[Task goal]: Extract the passage of the Scherzer article running from "After going 0-3" up to and including "New York Mets.", word for word.

[Source document]:

-- Opening Marker --

Scherzer frustrated at mistakes in another rocky start

The past couple months have been a rough go for Max Scherzer, which make his most recent shortcomings particularly frustrating for the Nationals ace.

In a season in which Scherzer threw a no-hitter and assembled one of the greatest stretches of outings in recent history in June, the 31-year-old righty has unraveled after the All-Star break, notably faltering in August and now September.

After going 0-3 with a 6.43 ERA in August, Scherzer remains winless since July after picking up a no-decision for his outing on Monday, in which he gave up five earned runs on seven hits over six innings in the Nationals' 8-5 loss to the NL East-leading New York Mets.

"I'm just making mistakes in the zone," Scherzer said. "I'm leaving the ball thigh-high instead of getting the ball down by the knees. That's something that's been symptomatic here it seems like in the second half. That's something I got to get better at. I got to get better at getting the ball down in the zone, getting it back down to the knee level. That's what's going to keep me up late tonight is figuring out how I should do that."

Although the Mets scored three runs on Scherzer in the first four innings, the Nationals rallied back in the bottom of the fourth with a five-run inning, which included a grand slam from Wilson Ramos.

"I am just disappointed I wasn't able to hold that lead," Scherzer said. "That's something that I take pride in is when you get a lead like that, when your offense wakes up and responds. Willy hits a huge grand slam and we go up 5-3. I take pride just putting up those zeroes to turn over the bullpen. It's extremely frustrating for me that I wasn't able to do that and get that lead to the bullpen and let them tie it."

As the season winds down, the Nationals are vying for a postseason berth with the Mets, who padded their divisional led to five games with Monday's win.

Scherzer is well aware of how important Monday's game was to the Nationals' playoff hopes.

"I think it's frustrating because everybody thinks they could've done something better today," the righty said. "It starts with me. I know I could pitch better. I give them credit knowing what they were able to accomplish today. I'm not taking anything away from them. I just know I can get balls down in the zone, I know I can drive balls and be very effective lower in the zone. That's where makes me successful. I'm not doing that."

-- Closing Marker --

[Saved entries]
-- Opening Marker --

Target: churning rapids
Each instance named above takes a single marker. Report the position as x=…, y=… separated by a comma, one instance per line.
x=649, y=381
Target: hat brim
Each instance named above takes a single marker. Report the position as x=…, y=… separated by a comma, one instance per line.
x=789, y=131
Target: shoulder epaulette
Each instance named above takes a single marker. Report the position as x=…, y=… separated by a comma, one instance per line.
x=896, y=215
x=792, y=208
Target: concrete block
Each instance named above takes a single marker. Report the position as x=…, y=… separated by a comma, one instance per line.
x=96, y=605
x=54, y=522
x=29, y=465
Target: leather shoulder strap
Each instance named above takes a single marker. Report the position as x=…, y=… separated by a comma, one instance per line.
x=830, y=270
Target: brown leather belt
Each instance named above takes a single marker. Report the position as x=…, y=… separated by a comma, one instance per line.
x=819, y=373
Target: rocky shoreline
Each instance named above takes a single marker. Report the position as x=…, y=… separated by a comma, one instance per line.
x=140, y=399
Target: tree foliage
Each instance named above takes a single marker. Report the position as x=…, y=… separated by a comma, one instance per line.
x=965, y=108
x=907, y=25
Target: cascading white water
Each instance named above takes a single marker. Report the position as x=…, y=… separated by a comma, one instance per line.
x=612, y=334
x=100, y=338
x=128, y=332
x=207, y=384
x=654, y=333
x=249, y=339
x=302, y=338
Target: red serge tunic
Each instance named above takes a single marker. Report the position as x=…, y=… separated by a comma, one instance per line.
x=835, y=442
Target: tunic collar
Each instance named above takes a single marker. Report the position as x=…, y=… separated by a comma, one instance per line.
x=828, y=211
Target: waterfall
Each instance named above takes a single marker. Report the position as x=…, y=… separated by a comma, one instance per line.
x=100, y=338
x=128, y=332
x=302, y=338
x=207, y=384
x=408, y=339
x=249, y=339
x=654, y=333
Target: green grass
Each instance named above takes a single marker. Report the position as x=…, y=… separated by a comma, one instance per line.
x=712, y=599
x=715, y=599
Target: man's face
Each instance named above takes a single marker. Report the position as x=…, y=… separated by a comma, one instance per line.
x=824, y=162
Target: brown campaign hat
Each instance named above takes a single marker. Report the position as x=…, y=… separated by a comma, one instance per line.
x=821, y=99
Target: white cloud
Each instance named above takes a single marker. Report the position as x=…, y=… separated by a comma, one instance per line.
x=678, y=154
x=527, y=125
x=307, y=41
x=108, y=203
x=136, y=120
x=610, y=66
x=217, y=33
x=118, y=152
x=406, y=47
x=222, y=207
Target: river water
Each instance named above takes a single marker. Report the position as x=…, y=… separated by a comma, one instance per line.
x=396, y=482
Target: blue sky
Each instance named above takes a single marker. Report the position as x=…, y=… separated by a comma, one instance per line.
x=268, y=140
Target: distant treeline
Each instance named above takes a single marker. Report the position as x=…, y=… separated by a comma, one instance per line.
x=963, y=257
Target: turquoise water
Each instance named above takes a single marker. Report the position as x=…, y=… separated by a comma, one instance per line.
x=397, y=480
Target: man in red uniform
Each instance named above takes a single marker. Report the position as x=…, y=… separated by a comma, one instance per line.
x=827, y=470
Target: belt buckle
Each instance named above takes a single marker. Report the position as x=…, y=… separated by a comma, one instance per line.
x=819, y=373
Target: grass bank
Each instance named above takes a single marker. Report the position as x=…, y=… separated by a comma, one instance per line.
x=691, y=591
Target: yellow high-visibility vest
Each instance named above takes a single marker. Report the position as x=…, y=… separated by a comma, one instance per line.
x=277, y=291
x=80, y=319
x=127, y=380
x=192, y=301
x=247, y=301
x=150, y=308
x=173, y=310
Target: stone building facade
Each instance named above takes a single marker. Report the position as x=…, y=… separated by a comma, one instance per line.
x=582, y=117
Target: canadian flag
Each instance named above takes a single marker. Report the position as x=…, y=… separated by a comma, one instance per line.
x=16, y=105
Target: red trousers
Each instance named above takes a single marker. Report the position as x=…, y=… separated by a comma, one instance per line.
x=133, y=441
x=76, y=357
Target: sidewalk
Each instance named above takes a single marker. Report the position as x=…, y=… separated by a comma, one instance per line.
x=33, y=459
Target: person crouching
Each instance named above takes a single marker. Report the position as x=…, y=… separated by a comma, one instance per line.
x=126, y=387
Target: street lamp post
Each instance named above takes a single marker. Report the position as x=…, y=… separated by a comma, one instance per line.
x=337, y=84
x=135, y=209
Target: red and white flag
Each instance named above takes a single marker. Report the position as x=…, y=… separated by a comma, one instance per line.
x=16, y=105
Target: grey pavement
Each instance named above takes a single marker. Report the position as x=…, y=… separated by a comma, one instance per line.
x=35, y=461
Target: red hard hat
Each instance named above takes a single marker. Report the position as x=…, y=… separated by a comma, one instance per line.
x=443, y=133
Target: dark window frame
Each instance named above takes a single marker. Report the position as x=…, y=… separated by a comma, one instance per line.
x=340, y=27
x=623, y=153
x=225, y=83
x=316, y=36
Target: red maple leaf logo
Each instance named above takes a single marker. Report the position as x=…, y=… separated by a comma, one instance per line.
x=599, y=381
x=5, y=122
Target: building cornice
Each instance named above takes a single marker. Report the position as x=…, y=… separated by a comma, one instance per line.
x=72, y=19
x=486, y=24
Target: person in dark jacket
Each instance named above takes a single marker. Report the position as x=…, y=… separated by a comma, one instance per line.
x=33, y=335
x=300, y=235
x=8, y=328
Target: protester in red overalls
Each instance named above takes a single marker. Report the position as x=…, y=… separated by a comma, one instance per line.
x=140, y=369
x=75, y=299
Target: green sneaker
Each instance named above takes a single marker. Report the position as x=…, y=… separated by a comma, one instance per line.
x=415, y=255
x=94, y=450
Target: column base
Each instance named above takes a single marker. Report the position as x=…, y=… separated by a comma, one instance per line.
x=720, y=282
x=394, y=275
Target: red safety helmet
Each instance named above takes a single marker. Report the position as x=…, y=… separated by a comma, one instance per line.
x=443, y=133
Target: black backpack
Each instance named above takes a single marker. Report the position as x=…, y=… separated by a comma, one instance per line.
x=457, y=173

-- Closing Marker --
-- Opening Marker --

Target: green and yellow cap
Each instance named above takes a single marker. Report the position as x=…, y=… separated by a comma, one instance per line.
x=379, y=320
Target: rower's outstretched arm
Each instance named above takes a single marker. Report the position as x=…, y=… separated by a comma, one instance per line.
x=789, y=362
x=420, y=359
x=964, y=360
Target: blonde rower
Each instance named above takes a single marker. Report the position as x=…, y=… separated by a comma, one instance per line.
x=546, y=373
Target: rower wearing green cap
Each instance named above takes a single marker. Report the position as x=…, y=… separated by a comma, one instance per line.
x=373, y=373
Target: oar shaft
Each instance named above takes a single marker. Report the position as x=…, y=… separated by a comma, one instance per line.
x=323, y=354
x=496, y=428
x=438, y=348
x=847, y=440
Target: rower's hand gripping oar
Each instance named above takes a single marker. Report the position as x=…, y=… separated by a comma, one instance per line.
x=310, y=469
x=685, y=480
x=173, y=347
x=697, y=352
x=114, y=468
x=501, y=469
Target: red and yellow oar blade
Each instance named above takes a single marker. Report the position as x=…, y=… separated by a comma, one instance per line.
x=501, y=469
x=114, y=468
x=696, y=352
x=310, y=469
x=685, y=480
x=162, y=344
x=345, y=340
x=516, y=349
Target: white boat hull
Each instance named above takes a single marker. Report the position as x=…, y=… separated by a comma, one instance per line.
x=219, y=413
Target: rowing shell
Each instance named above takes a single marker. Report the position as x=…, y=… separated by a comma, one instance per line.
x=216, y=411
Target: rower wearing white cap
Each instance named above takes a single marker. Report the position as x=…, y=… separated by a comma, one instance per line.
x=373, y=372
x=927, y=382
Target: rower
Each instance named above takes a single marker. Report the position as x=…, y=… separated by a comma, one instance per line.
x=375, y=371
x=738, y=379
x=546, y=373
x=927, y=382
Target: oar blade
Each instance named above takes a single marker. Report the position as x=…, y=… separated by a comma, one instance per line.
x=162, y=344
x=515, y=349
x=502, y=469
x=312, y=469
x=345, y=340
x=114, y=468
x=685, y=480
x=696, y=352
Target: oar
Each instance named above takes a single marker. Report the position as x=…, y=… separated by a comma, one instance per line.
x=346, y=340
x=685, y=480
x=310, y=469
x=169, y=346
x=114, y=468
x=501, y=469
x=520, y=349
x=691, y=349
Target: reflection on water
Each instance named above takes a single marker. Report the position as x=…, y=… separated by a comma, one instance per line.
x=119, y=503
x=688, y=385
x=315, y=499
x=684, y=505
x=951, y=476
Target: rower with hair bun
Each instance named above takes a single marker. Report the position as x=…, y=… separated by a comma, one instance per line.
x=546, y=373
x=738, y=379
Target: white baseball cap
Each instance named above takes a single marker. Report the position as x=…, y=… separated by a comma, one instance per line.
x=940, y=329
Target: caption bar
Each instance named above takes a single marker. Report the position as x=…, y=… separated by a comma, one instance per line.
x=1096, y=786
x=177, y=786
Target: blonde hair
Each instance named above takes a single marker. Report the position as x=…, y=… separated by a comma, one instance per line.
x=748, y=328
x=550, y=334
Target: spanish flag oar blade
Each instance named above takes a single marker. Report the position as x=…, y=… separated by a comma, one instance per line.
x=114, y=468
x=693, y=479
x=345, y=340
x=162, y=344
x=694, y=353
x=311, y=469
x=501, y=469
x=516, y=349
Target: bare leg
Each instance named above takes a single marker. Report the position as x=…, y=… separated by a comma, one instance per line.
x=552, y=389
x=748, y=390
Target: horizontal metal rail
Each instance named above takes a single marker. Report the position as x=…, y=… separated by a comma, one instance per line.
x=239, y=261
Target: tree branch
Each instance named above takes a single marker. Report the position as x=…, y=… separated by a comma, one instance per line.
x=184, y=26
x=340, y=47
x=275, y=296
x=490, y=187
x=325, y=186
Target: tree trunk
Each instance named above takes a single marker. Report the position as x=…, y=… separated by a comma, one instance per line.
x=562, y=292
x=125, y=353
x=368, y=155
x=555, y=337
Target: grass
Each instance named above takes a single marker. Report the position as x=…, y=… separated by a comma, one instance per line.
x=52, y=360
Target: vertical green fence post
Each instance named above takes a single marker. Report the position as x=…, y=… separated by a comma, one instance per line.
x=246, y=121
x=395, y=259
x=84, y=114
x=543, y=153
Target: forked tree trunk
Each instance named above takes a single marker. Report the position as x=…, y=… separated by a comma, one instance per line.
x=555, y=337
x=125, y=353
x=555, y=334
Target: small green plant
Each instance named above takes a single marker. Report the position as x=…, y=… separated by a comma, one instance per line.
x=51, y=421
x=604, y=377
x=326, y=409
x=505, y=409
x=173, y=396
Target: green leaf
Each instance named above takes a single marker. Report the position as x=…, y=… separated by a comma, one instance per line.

-- Closing Marker --
-- Opening Marker --

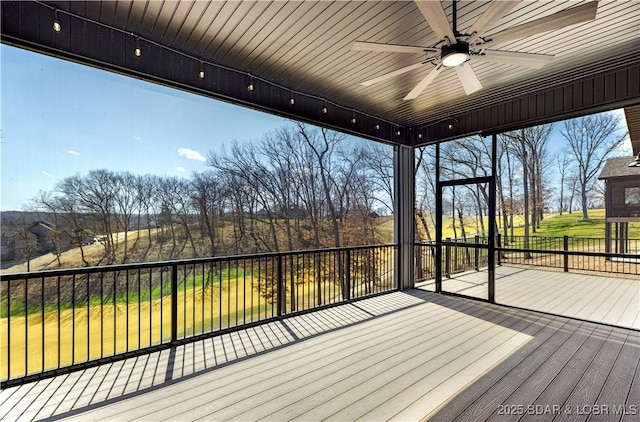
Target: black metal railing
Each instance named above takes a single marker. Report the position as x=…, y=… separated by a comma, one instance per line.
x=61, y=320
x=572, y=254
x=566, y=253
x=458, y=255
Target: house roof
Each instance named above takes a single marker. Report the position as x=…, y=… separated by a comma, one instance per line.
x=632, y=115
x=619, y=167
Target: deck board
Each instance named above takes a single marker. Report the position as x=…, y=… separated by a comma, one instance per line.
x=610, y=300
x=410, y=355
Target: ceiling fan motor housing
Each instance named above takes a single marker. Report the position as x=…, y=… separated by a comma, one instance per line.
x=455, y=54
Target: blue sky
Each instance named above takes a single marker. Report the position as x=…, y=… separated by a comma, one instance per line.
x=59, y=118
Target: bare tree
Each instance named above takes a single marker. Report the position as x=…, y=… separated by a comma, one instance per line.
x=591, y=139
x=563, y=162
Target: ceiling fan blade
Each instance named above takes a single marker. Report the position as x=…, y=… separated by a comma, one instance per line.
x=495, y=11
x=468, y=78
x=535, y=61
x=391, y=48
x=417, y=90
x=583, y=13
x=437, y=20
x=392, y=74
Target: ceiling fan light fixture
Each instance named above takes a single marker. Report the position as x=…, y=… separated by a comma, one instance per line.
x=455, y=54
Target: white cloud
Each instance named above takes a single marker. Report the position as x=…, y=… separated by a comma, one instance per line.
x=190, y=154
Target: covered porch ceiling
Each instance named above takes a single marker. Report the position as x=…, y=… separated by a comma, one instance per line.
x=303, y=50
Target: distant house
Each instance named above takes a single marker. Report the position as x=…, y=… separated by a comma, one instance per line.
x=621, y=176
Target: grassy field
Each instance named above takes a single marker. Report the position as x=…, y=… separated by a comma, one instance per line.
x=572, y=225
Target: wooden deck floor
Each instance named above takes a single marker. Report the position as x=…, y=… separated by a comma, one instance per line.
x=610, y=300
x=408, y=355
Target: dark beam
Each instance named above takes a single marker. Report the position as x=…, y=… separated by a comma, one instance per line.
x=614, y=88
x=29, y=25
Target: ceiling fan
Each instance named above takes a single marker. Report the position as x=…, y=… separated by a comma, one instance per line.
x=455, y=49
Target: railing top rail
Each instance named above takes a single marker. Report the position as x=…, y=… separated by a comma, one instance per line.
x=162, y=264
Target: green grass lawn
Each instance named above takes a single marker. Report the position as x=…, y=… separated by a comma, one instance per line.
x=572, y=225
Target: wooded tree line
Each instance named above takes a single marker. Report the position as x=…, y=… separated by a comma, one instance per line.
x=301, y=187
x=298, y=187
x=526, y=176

-- Closing Marker --

[Result below]:
After going 0-3 with a 6.43 ERA in August, Scherzer remains winless since July after picking up a no-decision for his outing on Monday, in which he gave up five earned runs on seven hits over six innings in the Nationals' 8-5 loss to the NL East-leading New York Mets.